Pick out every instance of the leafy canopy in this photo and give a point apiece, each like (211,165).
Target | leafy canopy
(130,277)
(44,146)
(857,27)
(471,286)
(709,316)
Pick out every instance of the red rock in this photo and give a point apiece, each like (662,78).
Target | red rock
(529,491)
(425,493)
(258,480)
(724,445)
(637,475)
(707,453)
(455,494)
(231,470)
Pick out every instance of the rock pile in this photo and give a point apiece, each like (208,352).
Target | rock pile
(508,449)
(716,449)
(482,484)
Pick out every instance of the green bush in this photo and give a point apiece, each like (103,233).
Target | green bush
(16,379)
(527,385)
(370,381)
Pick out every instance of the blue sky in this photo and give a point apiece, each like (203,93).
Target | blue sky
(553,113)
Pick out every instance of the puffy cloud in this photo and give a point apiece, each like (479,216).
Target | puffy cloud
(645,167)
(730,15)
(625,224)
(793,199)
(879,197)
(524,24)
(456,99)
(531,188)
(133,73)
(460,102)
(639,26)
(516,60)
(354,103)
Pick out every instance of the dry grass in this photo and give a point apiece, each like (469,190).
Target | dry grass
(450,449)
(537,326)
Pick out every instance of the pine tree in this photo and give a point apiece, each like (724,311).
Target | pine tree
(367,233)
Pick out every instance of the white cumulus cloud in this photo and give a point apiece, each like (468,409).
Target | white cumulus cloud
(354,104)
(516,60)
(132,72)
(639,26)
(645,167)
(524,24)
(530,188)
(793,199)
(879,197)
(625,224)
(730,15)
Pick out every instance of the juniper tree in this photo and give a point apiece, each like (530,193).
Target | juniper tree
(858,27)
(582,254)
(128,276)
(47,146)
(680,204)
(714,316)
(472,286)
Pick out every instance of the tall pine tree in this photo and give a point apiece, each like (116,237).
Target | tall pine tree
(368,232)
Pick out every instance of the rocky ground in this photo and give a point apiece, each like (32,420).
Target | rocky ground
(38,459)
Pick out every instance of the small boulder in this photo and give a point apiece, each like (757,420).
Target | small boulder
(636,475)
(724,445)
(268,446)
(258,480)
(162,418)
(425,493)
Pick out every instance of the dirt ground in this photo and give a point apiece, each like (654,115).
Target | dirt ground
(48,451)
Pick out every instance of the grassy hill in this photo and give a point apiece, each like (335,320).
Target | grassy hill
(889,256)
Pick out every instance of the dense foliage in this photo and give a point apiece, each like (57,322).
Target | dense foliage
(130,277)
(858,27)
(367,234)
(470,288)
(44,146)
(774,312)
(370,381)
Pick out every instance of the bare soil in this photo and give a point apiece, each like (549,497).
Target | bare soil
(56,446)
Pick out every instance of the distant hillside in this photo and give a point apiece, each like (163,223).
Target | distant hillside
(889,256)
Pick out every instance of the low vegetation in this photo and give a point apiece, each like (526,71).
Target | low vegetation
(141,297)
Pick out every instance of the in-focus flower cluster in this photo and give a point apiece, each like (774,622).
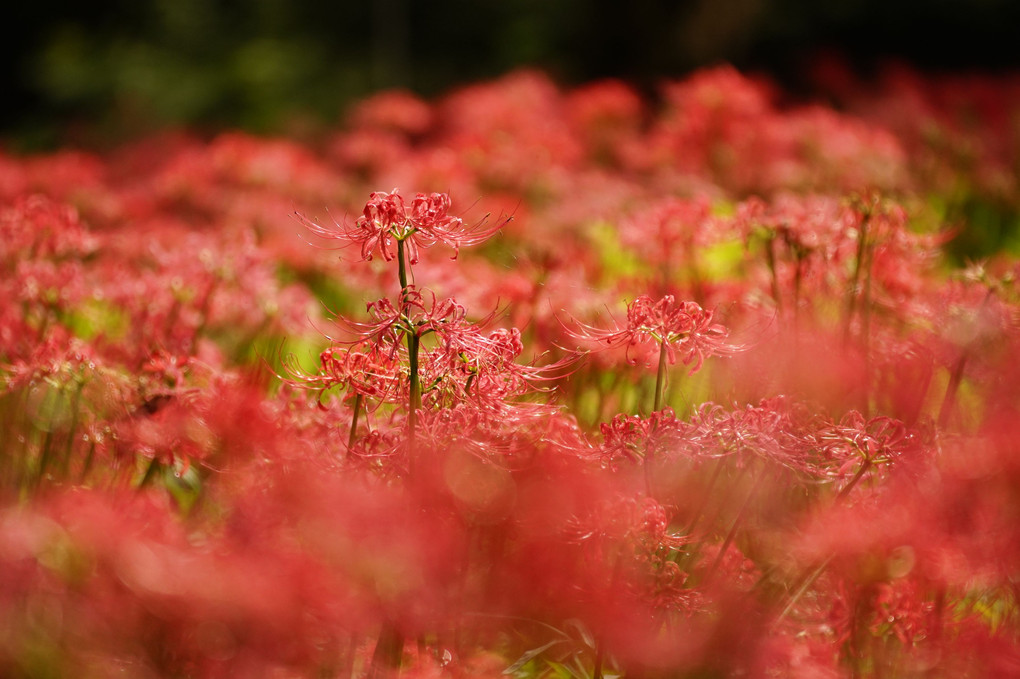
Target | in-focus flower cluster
(387,221)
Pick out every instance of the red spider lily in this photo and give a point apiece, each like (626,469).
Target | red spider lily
(683,328)
(387,220)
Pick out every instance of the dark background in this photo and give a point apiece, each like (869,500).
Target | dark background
(117,67)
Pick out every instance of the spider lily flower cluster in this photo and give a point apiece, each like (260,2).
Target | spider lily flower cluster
(833,498)
(388,221)
(682,329)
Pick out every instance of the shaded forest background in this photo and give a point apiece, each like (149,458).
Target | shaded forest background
(84,72)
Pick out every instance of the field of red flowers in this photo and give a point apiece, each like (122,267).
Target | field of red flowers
(522,381)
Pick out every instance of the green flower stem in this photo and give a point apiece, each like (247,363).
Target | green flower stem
(660,377)
(354,423)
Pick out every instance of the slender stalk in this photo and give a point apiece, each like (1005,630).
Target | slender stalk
(733,528)
(354,423)
(660,377)
(857,477)
(150,473)
(855,282)
(770,260)
(389,651)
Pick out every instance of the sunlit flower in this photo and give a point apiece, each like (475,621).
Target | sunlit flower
(388,220)
(683,328)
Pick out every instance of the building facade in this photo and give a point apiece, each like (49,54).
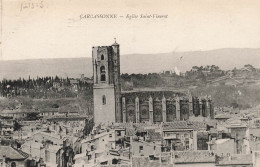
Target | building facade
(112,105)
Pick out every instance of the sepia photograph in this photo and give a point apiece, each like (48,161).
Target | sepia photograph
(130,83)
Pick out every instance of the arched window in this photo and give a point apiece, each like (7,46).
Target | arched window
(13,164)
(103,73)
(104,100)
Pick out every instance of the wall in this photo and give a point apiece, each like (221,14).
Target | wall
(104,113)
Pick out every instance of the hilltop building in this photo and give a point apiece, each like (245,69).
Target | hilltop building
(154,106)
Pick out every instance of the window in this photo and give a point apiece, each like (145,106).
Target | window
(104,100)
(103,73)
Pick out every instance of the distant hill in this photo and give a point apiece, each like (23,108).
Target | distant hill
(131,63)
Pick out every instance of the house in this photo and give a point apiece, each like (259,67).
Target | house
(222,146)
(12,157)
(182,135)
(143,148)
(194,158)
(240,160)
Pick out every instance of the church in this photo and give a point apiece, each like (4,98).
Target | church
(112,105)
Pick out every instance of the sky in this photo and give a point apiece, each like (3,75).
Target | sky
(55,29)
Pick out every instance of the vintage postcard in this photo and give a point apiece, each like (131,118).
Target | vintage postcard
(130,83)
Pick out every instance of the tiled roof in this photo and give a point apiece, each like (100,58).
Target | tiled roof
(194,157)
(70,118)
(222,116)
(154,136)
(184,125)
(130,131)
(236,159)
(12,153)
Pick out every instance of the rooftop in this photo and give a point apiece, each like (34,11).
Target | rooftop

WORK TO COMPLETE.
From the line containing "Pick out every instance of the distant hill in" down to the last line, reproduce the records exactly. Include both ends.

RESULT FOR THIS EXERCISE.
Pick out every instance of the distant hill in this photo and give a point apiece, each like (23,108).
Target | distant hill
(131,63)
Pick out every instance of the house in this photo and give a point apiece, each like (259,67).
Target | house
(222,146)
(12,157)
(182,135)
(143,148)
(194,158)
(240,160)
Pick out every instance of the church in this photo and give a point apiece, each like (4,98).
Target | church
(112,105)
Pick out every instance of the sky in this photo and give a point apiece, each like (3,75).
Target | sky
(55,29)
Pick out every instance of the vintage postcard in this photo and give a point apiece, each like (131,118).
Target | vintage postcard
(130,83)
Pick out every instance of the tiled roof in this photo and give a point apiece, each like (100,58).
Target | tiled roof
(194,157)
(70,118)
(222,116)
(154,136)
(184,125)
(130,131)
(236,159)
(12,153)
Pick out every instance of the rooftop in this photo and give a point apiece, each like (34,11).
Target | rooftop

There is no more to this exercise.